─── SUPPLIED DATA

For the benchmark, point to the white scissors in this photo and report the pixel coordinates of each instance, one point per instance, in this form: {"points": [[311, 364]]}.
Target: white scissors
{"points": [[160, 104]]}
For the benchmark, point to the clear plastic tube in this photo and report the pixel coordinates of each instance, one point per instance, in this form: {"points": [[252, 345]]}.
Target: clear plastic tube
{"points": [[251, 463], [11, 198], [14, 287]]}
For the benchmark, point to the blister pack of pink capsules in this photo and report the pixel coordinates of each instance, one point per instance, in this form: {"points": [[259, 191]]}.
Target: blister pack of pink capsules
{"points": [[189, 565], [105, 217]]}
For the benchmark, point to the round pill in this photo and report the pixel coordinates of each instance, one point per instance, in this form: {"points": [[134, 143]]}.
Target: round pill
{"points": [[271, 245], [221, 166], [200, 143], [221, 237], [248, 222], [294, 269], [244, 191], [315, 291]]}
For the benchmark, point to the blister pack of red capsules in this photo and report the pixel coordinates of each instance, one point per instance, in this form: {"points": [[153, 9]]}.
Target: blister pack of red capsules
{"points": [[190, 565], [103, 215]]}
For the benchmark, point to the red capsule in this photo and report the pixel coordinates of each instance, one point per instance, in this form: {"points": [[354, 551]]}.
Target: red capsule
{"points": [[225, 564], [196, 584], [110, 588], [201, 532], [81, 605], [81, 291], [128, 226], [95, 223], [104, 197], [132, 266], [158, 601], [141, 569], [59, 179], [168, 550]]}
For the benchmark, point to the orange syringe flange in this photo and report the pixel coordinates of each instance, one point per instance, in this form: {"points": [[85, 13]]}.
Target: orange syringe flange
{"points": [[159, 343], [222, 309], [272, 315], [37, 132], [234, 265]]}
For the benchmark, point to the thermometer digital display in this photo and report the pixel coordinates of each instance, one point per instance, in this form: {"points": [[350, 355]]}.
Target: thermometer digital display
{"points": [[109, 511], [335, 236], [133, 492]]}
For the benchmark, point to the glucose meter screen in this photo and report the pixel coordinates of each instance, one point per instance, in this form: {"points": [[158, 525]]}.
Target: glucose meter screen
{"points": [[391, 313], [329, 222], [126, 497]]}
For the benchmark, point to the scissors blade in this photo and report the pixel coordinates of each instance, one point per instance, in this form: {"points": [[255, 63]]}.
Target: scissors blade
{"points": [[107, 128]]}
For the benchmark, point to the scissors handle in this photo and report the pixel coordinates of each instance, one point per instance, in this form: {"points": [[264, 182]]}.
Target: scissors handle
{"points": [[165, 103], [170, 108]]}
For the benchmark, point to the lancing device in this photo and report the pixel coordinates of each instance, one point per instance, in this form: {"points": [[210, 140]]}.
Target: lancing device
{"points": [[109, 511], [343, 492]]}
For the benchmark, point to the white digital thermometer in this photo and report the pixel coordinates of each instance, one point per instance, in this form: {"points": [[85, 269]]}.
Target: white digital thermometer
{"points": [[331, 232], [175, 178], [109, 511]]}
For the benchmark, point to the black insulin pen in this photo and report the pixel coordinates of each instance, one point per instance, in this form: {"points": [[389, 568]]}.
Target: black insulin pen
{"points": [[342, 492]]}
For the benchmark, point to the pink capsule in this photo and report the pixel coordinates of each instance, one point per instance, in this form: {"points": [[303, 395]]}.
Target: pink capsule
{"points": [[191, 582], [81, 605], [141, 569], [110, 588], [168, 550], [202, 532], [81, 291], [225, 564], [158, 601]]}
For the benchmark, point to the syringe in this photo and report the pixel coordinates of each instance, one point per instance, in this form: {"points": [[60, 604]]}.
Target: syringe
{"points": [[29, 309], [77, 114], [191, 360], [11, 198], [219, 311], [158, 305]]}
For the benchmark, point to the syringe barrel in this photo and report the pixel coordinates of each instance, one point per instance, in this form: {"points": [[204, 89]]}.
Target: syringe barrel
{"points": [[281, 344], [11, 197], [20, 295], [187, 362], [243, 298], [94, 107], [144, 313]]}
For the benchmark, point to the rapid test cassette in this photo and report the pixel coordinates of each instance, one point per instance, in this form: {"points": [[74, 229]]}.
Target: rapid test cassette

──────

EXERCISE DESCRIPTION:
Reproduce the stretch of lines above from the one containing "For the benchmark, point to the syringe barrel" through the last line, requests included. Multiply every point coordinate in the answers by 1.45 and round each to a whole number, halves up, leaving the numbers in the requests and their sample formats unchanged.

THE REPLY:
For the benchmark, point to the syringe barrel in this photo and report the pixel coordinates of each instance, one point per instance, in this form: {"points": [[204, 89]]}.
Target: syringe barrel
{"points": [[407, 499], [16, 286], [29, 428], [271, 525], [352, 432], [136, 155], [209, 454]]}
For the benchmark, point to the rapid test cassette in this photo and report the pixel coordinates of each instance, one point per instance, in this form: {"points": [[74, 229]]}.
Target: rapid test cassette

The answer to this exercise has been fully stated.